Um dos principais grupos cênicos do País, a companhia brasileira de teatro (grafado assim mesmo, com letras minúsculas) gosta de trabalhar com base no desconhecido – não há um planejamento detalhado do que será a próxima peça, mas um mergulho no incerto. Assim, o produto final é uma espécie de um material condensado de tudo o que foi testado.
Esse processo dinâmico tornou-se mais evidente no mais recente trabalho da companhia, projeto brasil (também escrito com minúsculas), que estreia nesta quinta-feira, 16, no Sesc Belenzinho. A peça nasceu de uma excursão feita pelo grupo entre 2013 e 2014 em cinco capitais. Dessas viagens, com as trocas de informações com pessoas diversas e com as reflexões artísticas que o percurso gerou, foi montado um mosaico criativo. O resultado foi dividido em cenas que, unidas, formam o projeto Brasil.
“A peça é construída em uma dimensão relacional muito forte”, conta o diretor Marcio Abreu. “Há um conjunto de performances, algumas com certa autonomia, que forma a dramaturgia da montagem. Por isso, a importância de experimentá-las com o público. Mas a estrutura do espetáculo é muito precisa e determinante. Percebemos isso durante a temporada no Rio. Assim, não há mudanças estruturais, mas uma percepção sensível de como chegar ao espectador. Tem sido assim em todas as cidades que passamos no Brasil e também na Alemanha, de onde acabamos de chegar.”
Para se entender melhor, é preciso fazer uma descrição básica do espetáculo: em um palco redondo, encontram-se vários microfones, como se estivessem preparados para um pronunciamento. Mas necessariamente não serão ouvidas falas convencionais. Sim, há momentos de texto propriamente dito, inspirados em discursos reais, como a ex-ministra da Justiça da França, Christiane Taubira, ou o ex-presidente do Uruguai, Jose Mujica, bem como criações da própria companhia, além de cenas que buscam outras possibilidades de expressão. Em pauta, temas como política, igualdade, consumo exacerbado, economia de mercado, ética, o caráter descartável da sociedade atual, a ânsia por compreender e se comunicar. Outras questões inspiraram o trabalho do grupo, como o papel do ator, do teatro e da arte. Os figurinos, também em preto, remetem a um “fim de festa”, como define Abreu.

==================================================

> _Objetivo 1_:
Segundo o texto sobre a companhia brasileira de teatro, onde estreia a peça projeto brasil?

(Itens armazenados do conjunto de dados)
==================================================

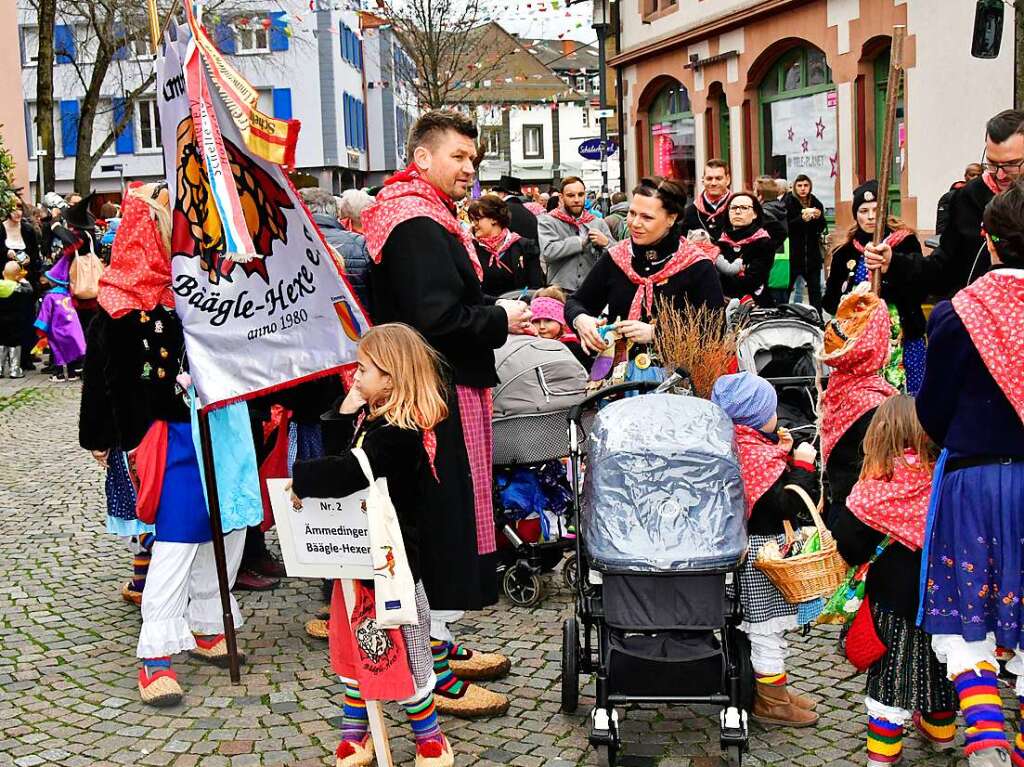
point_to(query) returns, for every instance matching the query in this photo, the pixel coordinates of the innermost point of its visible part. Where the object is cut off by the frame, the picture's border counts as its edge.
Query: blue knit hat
(749, 399)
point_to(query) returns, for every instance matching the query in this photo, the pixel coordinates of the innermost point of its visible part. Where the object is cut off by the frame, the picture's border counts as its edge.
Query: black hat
(79, 216)
(866, 193)
(509, 184)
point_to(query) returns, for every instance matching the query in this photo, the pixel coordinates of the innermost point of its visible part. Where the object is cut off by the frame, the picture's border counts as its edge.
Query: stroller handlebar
(577, 411)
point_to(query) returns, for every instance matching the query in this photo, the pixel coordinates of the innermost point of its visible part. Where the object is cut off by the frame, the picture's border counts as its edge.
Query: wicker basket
(807, 577)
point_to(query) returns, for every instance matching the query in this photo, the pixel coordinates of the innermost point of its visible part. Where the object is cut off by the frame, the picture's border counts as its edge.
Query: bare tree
(442, 38)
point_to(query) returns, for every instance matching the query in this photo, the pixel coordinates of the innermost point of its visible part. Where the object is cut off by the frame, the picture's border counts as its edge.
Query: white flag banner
(252, 327)
(804, 130)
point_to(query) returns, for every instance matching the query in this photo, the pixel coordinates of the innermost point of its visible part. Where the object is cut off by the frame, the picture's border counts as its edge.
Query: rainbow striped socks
(423, 718)
(355, 722)
(772, 680)
(982, 709)
(885, 741)
(448, 684)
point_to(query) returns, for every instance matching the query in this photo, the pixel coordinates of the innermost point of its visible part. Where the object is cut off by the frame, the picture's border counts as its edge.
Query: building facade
(782, 87)
(306, 60)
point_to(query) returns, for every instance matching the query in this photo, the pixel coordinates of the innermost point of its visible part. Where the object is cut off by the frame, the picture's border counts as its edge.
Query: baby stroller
(782, 344)
(662, 524)
(539, 381)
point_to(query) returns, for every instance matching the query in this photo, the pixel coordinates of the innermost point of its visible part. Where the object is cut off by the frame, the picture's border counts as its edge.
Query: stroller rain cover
(663, 492)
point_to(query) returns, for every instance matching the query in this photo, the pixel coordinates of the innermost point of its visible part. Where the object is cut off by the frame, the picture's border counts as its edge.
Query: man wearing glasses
(962, 256)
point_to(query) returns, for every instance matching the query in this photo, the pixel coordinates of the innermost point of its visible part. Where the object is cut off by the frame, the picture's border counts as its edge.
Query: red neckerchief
(759, 235)
(497, 245)
(406, 196)
(898, 506)
(707, 207)
(855, 385)
(585, 217)
(894, 239)
(992, 311)
(761, 463)
(683, 258)
(139, 274)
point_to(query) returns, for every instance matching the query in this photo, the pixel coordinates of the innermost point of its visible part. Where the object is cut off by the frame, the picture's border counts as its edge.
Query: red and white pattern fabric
(856, 385)
(139, 274)
(406, 196)
(896, 506)
(475, 410)
(992, 310)
(585, 218)
(761, 463)
(622, 254)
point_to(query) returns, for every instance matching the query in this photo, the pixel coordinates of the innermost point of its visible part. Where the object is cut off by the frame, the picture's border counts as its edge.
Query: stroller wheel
(522, 586)
(570, 571)
(570, 666)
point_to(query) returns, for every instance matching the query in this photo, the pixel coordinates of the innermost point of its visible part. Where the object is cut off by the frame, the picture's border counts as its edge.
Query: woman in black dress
(655, 260)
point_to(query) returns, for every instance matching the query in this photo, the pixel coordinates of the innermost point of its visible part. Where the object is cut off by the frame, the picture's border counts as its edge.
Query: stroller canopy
(663, 492)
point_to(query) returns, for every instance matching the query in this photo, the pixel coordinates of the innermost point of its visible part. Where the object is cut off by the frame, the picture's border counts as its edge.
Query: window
(251, 37)
(651, 9)
(532, 141)
(147, 120)
(492, 141)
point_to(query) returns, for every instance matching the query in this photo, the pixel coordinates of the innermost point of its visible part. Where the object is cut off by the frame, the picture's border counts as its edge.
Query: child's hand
(784, 439)
(805, 453)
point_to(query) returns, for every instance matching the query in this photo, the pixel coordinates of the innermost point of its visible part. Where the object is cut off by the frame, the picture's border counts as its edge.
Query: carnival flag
(255, 326)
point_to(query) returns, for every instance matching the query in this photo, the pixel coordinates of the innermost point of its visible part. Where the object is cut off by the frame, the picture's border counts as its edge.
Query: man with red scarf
(427, 274)
(710, 211)
(571, 238)
(962, 256)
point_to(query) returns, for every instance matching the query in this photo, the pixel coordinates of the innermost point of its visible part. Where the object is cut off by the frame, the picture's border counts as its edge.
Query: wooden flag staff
(206, 445)
(892, 97)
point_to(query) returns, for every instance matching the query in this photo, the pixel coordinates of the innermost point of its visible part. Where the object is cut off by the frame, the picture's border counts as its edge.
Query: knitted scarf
(992, 311)
(761, 463)
(682, 259)
(406, 196)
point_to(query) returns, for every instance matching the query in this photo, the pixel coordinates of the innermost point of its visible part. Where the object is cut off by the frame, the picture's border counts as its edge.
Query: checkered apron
(475, 411)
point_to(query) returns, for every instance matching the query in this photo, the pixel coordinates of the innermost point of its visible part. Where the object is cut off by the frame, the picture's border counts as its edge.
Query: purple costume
(57, 317)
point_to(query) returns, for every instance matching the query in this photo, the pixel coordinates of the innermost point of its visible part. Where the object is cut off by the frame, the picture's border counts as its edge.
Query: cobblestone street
(68, 673)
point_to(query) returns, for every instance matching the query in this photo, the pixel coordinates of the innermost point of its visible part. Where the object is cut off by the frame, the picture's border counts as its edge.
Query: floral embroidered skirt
(975, 570)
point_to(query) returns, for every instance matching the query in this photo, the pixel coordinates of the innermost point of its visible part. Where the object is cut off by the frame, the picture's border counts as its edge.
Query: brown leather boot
(772, 707)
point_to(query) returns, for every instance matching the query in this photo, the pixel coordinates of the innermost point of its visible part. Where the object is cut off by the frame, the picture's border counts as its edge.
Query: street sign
(591, 148)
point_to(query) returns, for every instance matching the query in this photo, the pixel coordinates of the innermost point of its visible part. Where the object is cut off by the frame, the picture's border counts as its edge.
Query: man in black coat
(523, 222)
(962, 256)
(426, 273)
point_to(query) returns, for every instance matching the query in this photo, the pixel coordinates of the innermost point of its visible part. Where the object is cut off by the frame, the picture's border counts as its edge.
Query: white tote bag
(393, 587)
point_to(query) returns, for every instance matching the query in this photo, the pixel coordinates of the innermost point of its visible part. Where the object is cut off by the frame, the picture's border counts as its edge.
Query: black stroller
(662, 522)
(539, 381)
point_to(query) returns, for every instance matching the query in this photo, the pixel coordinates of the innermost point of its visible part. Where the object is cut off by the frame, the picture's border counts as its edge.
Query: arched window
(673, 136)
(798, 121)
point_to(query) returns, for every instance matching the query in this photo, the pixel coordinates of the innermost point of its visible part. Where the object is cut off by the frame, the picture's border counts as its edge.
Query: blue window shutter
(64, 44)
(223, 36)
(283, 103)
(279, 40)
(125, 142)
(69, 127)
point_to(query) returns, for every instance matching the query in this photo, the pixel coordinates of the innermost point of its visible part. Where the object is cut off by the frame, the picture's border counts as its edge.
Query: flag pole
(206, 448)
(892, 96)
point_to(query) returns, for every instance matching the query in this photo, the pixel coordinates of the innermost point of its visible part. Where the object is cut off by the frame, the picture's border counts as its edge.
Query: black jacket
(394, 454)
(128, 378)
(962, 256)
(805, 237)
(905, 296)
(523, 222)
(606, 285)
(892, 581)
(426, 280)
(519, 267)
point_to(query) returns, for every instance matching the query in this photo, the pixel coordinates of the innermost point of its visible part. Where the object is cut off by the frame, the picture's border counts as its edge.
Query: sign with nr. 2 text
(327, 538)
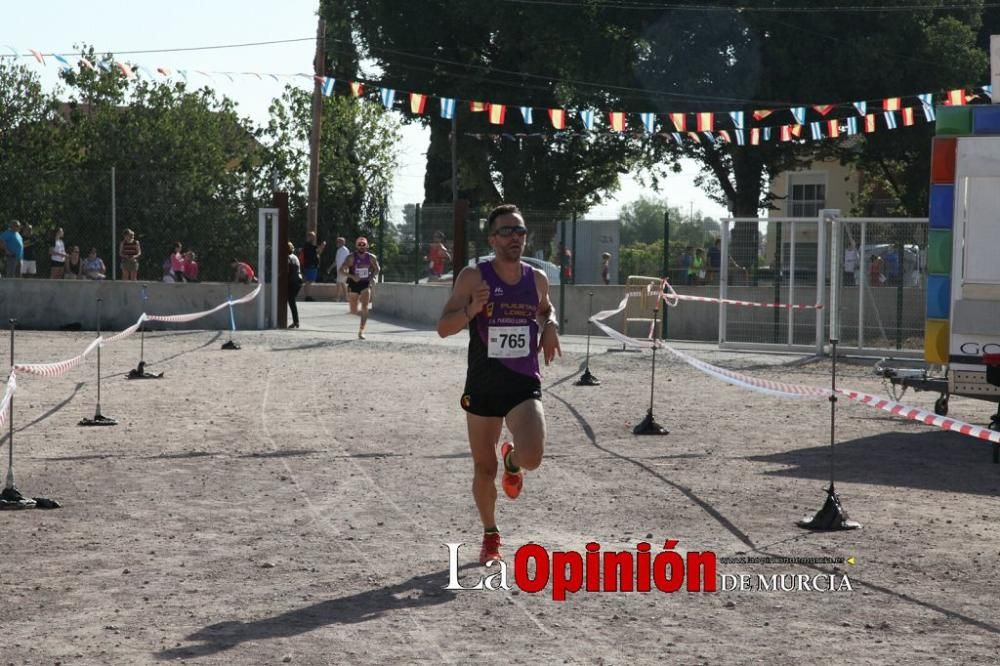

==================================================

> _Objetivo 2_:
Quantas linhas contêm a palavra "sign"? Responda só com o número.

> _Resolução detalhada 1_:
No Sesc Belenzinho.

> _Resolução detalhada 2_:
2